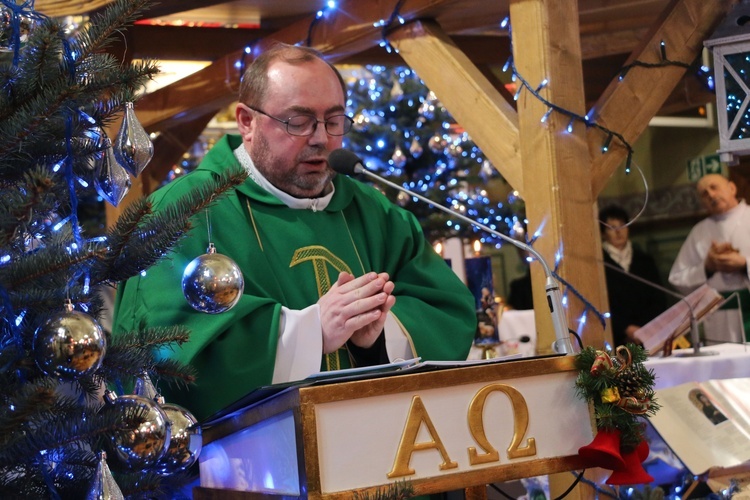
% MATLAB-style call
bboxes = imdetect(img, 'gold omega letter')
[467,383,536,465]
[387,396,458,478]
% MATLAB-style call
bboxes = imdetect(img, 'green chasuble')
[113,135,477,421]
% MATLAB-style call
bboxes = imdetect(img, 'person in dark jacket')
[600,204,667,347]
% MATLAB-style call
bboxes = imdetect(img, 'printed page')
[650,379,750,475]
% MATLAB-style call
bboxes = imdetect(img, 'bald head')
[696,174,738,216]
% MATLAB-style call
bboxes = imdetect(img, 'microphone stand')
[350,165,577,355]
[602,262,717,357]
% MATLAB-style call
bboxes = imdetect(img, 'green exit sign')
[687,154,723,182]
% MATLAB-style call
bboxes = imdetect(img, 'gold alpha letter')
[387,396,458,478]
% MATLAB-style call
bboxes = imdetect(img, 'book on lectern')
[650,377,750,476]
[633,284,724,355]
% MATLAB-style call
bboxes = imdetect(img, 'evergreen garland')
[574,343,659,452]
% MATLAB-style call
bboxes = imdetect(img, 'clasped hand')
[705,241,747,274]
[318,271,396,354]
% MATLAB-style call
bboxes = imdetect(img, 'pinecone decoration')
[615,364,647,400]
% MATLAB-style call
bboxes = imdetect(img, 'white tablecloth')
[645,343,750,390]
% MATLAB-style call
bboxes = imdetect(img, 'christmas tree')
[343,65,524,247]
[0,1,243,497]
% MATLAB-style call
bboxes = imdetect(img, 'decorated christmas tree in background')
[342,65,525,247]
[0,0,242,497]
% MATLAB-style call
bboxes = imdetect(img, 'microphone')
[328,148,577,355]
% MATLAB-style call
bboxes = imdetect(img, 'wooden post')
[510,0,606,352]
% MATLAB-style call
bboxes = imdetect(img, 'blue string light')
[304,1,337,47]
[502,20,636,171]
[376,0,407,54]
[552,271,608,329]
[618,41,691,80]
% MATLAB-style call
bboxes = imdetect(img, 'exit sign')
[687,154,723,182]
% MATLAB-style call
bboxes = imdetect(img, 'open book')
[633,284,724,355]
[649,378,750,476]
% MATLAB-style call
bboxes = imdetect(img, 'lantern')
[705,1,750,166]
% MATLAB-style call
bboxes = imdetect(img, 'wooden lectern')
[194,355,594,499]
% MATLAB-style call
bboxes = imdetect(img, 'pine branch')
[0,379,58,443]
[71,0,154,62]
[97,167,248,282]
[100,196,152,269]
[354,480,415,499]
[574,344,659,452]
[102,326,196,386]
[0,240,107,293]
[152,359,198,389]
[0,167,66,247]
[0,398,105,466]
[0,1,159,176]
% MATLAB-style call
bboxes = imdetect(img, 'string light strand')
[375,0,407,53]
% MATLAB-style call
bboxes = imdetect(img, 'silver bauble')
[182,243,244,314]
[352,113,369,132]
[0,7,35,53]
[396,190,411,207]
[34,303,106,379]
[391,145,407,169]
[153,402,202,475]
[101,390,171,471]
[428,133,446,153]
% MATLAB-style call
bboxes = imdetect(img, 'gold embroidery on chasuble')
[290,246,353,371]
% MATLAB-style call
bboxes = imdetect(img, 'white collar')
[233,144,334,211]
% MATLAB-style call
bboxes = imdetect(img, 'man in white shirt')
[669,174,750,343]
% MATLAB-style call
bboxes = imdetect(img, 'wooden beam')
[123,0,231,19]
[36,0,228,18]
[35,0,114,17]
[387,21,523,192]
[115,25,271,62]
[144,110,217,190]
[589,0,737,196]
[510,0,606,348]
[132,0,463,132]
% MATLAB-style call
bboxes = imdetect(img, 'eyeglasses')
[247,106,353,137]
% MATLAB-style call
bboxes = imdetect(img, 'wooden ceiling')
[32,0,726,196]
[37,0,713,114]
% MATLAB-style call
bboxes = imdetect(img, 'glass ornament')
[153,400,202,475]
[133,371,159,400]
[95,139,131,207]
[0,6,35,53]
[409,137,423,159]
[85,451,124,500]
[113,102,153,177]
[34,301,106,379]
[391,145,407,168]
[182,243,244,314]
[101,390,171,471]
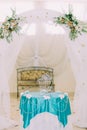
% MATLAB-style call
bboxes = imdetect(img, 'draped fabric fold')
[0,35,25,129]
[65,35,87,127]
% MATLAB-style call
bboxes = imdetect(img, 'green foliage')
[54,11,87,40]
[0,9,24,43]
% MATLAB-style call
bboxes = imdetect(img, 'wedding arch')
[0,8,87,128]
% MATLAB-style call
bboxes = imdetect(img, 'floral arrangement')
[0,9,24,43]
[54,10,87,40]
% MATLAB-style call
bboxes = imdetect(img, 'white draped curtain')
[0,34,26,129]
[65,34,87,127]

--- TRY IT ---
Give the listing above again in its entirety and exactly; do not include the pictures.

--- TASK OUTPUT ---
% MATLAB-style call
bboxes = imdetect(img, 'gold omega letter')
[467,383,536,465]
[387,396,458,478]
% MATLAB-style call
bboxes = imdetect(img, 'green chasuble')
[113,135,477,421]
% MATLAB-style call
bboxes = imdetect(img, 'person in dark jacket')
[600,204,667,347]
% MATLAB-style call
bboxes = imdetect(img, 'printed page')
[650,379,750,475]
% MATLAB-style call
bboxes = imdetect(img, 'bald head')
[696,174,738,216]
% MATLAB-style call
bboxes = imdetect(img, 'microphone stand')
[350,165,577,355]
[602,262,717,357]
% MATLAB-style call
bboxes = imdetect(img, 'green exit sign')
[687,154,723,182]
% MATLAB-style call
bboxes = imdetect(img, 'gold alpha letter')
[387,396,458,478]
% MATLAB-style call
bboxes = imdetect(img, 'book on lectern')
[650,377,750,476]
[633,284,724,355]
% MATLAB-style call
bboxes = imdetect(img, 'evergreen garland')
[574,343,659,452]
% MATLAB-style call
bboxes = imdetect(img, 'clasped hand')
[705,241,747,274]
[318,271,396,354]
% MATLAB-style call
bboxes = imdetect(img, 'pinecone decoration')
[615,364,647,400]
% MATLAB-style call
bboxes = imdetect(img, 'white tablecloth')
[645,343,750,390]
% MATLAB-style call
bboxes = imdetect(img, 'christmas tree')
[343,65,524,247]
[0,1,243,497]
% MATLAB-style call
bboxes = imdetect(img, 'decorated christmas tree in background')
[342,65,525,247]
[0,0,242,497]
% MATLAB-style call
bboxes = imdetect(img, 'microphone')
[328,148,577,355]
% MATLAB-style call
bboxes = imdetect(img, 'wooden post')
[510,0,606,352]
% MATLAB-style call
bboxes = imdetect(img, 'blue string light')
[304,1,337,47]
[502,20,636,171]
[376,0,407,54]
[552,271,608,329]
[618,41,691,80]
% MATLAB-style call
bboxes = imdetect(img, 'exit sign')
[687,154,723,182]
% MATLAB-style call
bboxes = imdetect(img, 'open book')
[633,284,724,355]
[649,378,750,476]
% MATLAB-style call
bboxes = imdetect(img, 'lantern')
[705,1,750,166]
% MATLAB-style call
bboxes = imdetect(img, 'wooden lectern')
[194,355,594,499]
% MATLAB-style call
bboxes = imdetect(img, 'pine branch')
[0,379,58,443]
[71,0,154,62]
[97,167,248,282]
[100,196,152,269]
[354,480,415,499]
[574,344,659,452]
[102,326,196,386]
[0,240,107,293]
[152,359,198,389]
[0,167,66,247]
[0,398,105,466]
[0,1,159,176]
% MATLAB-style call
bboxes = imdetect(img, 'string light strand')
[375,0,407,53]
% MATLAB-style call
bboxes = imdetect(img, 'silver bauble')
[182,243,244,314]
[352,113,369,132]
[0,7,35,53]
[396,190,411,207]
[34,303,106,379]
[391,145,407,169]
[153,402,202,475]
[101,390,171,471]
[428,133,446,153]
% MATLAB-style call
bboxes = imdetect(img, 'gold embroidery on chasuble')
[290,246,353,371]
% MATLAB-style call
bboxes = imdetect(img, 'white collar')
[233,144,334,211]
% MATLAB-style call
bboxes = imdetect(img, 'man in white shirt')
[669,174,750,343]
% MATLAB-style call
bboxes = imdetect(img, 'wooden beam')
[123,0,231,19]
[36,0,228,18]
[35,0,114,17]
[387,21,523,192]
[115,25,271,62]
[144,110,217,190]
[589,0,737,196]
[510,0,606,348]
[132,0,463,132]
% MATLAB-style call
bboxes = imdetect(img, 'eyeglasses')
[247,106,353,137]
% MATLAB-style call
bboxes = imdetect(img, 'wooden ceiling')
[32,0,726,196]
[37,0,713,114]
% MATLAB-style call
bboxes = imdetect(img, 'glass ornament')
[153,400,202,475]
[133,371,159,400]
[95,139,131,207]
[0,6,35,53]
[409,137,423,159]
[85,451,124,500]
[113,102,153,177]
[34,301,106,379]
[391,145,407,168]
[182,243,244,314]
[101,390,171,471]
% MATLAB-style call
bboxes = imdetect(img, 'draped fabric fold')
[0,35,25,129]
[65,35,87,127]
% MATLAB-style call
bboxes = imdetect(img, 'green foliage')
[54,11,87,40]
[0,9,24,43]
% MATLAB-style call
bboxes = imdetect(img, 'wedding arch')
[0,8,87,128]
% MATLAB-style call
bboxes = imdetect(img, 'floral arrangement')
[0,9,24,43]
[54,10,87,40]
% MATLAB-style call
bboxes = imdetect(img, 'white draped curtain')
[0,34,26,129]
[65,34,87,127]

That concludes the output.